[Items from a labeling collection]
▬▬▬
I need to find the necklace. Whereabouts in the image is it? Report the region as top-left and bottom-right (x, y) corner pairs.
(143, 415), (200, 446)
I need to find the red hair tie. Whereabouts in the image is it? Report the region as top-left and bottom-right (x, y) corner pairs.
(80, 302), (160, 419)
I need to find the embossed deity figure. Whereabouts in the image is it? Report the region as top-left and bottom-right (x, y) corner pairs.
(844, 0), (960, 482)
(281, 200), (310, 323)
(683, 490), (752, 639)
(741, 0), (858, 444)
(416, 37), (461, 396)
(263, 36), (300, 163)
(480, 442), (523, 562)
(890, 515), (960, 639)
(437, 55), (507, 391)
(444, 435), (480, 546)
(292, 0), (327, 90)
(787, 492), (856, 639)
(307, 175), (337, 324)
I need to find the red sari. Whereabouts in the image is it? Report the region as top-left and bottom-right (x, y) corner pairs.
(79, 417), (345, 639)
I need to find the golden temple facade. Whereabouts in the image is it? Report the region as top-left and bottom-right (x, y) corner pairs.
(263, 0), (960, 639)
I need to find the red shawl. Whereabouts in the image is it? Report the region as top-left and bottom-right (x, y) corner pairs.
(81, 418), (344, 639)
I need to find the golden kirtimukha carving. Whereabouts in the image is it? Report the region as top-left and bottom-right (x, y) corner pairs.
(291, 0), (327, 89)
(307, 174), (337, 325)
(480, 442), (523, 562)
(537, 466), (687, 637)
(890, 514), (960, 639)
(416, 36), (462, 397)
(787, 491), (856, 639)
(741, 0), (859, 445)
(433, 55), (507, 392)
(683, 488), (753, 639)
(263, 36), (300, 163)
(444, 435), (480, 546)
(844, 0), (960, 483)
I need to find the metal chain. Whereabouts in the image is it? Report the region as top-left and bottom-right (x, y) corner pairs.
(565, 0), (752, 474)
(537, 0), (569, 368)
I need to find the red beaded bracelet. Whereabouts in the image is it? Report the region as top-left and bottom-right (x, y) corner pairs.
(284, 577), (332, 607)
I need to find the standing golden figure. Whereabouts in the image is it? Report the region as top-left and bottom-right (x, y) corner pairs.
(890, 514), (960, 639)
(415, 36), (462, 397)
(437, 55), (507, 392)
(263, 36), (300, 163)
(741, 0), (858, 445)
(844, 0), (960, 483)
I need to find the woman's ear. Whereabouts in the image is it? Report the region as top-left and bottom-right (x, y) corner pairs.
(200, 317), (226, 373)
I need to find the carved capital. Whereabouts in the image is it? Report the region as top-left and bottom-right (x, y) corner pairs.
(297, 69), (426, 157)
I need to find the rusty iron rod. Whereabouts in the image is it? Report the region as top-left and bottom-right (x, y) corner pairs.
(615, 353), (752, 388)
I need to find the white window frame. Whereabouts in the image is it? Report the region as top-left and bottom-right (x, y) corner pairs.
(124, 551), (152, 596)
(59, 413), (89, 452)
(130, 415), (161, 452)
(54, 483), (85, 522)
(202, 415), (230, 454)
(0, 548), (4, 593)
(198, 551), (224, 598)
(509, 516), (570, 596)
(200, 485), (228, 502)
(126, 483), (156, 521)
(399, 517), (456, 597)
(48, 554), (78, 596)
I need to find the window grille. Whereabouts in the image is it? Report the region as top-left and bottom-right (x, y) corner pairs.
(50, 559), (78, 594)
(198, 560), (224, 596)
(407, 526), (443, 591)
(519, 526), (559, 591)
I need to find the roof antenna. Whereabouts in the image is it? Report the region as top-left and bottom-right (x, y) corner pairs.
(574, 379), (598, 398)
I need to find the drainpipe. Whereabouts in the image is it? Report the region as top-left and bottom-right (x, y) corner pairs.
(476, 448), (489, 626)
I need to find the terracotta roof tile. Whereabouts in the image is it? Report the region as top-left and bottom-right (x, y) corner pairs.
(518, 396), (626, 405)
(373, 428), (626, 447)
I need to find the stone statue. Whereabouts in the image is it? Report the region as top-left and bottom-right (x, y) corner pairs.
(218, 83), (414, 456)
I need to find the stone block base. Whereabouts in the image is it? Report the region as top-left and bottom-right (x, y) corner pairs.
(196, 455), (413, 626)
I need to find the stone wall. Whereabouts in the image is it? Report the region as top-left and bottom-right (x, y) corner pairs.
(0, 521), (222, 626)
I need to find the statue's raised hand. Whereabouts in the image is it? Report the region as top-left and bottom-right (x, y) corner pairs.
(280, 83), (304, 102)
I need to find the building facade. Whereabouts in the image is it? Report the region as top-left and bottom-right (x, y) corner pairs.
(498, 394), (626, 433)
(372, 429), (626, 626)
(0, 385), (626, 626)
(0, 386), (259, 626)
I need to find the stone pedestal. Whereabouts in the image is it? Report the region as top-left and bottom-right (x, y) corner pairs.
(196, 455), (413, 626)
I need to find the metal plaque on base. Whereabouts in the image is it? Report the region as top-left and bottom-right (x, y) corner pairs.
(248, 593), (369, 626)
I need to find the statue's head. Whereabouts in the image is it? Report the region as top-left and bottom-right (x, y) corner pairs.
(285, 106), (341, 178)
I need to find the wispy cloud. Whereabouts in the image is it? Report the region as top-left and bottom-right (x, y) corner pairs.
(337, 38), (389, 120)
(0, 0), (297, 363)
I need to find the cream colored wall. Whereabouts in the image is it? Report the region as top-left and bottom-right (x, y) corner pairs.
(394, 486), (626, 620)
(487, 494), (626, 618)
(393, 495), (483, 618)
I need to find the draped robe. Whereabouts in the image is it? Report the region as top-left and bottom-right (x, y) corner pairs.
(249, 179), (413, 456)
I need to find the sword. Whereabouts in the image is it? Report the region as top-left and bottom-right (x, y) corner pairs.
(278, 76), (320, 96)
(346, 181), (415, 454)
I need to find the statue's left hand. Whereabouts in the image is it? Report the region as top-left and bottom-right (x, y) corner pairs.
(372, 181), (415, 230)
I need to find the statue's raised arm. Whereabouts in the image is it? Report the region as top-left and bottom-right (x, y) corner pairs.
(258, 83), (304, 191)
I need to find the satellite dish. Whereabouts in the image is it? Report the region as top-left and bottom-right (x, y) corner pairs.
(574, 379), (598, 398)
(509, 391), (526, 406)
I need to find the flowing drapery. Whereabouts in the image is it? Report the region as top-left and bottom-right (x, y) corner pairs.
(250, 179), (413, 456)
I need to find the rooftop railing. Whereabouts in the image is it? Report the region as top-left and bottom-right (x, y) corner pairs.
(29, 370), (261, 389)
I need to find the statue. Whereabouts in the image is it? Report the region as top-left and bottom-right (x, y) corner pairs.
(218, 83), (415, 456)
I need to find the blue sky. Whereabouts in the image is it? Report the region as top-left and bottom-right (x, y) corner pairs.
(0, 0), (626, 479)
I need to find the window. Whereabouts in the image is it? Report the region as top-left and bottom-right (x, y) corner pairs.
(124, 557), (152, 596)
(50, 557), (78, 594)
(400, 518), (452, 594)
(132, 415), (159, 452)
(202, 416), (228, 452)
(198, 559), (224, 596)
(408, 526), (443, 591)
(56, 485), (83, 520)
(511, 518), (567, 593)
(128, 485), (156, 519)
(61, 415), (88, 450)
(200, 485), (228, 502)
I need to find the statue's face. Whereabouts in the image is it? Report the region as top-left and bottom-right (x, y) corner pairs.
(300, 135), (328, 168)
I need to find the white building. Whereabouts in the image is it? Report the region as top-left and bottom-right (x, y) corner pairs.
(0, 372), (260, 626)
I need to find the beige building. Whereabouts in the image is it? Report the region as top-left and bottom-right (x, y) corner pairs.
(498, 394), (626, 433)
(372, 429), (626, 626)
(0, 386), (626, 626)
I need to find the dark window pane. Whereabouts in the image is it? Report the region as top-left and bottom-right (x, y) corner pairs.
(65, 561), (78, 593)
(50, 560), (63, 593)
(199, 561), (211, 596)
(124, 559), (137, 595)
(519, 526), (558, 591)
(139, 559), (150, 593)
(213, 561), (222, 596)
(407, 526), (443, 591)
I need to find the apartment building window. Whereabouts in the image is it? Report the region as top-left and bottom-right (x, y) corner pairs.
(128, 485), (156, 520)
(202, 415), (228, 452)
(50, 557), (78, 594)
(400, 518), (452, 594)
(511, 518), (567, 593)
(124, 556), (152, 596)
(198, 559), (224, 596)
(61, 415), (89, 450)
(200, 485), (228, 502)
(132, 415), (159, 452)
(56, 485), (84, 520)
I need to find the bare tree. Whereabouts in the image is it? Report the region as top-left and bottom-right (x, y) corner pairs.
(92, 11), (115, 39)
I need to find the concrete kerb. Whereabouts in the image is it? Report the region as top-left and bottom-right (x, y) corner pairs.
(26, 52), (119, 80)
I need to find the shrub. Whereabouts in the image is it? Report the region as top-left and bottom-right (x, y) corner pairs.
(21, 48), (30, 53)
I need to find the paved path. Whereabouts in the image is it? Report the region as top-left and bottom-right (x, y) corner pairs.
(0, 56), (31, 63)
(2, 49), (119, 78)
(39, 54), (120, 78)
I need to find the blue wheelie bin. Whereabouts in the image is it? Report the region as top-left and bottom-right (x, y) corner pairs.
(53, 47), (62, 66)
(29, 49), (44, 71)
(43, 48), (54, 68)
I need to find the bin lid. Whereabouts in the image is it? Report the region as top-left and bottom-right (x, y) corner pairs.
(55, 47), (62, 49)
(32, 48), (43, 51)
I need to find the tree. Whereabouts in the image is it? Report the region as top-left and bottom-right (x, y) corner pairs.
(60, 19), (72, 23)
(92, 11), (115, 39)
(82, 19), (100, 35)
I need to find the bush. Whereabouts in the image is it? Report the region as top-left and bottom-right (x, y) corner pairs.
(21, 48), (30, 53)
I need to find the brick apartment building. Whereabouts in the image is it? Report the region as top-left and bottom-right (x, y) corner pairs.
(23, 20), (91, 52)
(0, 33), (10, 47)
▬▬▬
Do this
Reproduce, without any change, the stretch of rows from the line containing "I need to find the stone wall." through the line containing "(0, 521), (222, 626)".

Solution to this exercise
I need to find the stone wall. Whereabouts in the image is it? Report the region as top-left and bottom-right (x, y) corner pairs.
(0, 521), (222, 626)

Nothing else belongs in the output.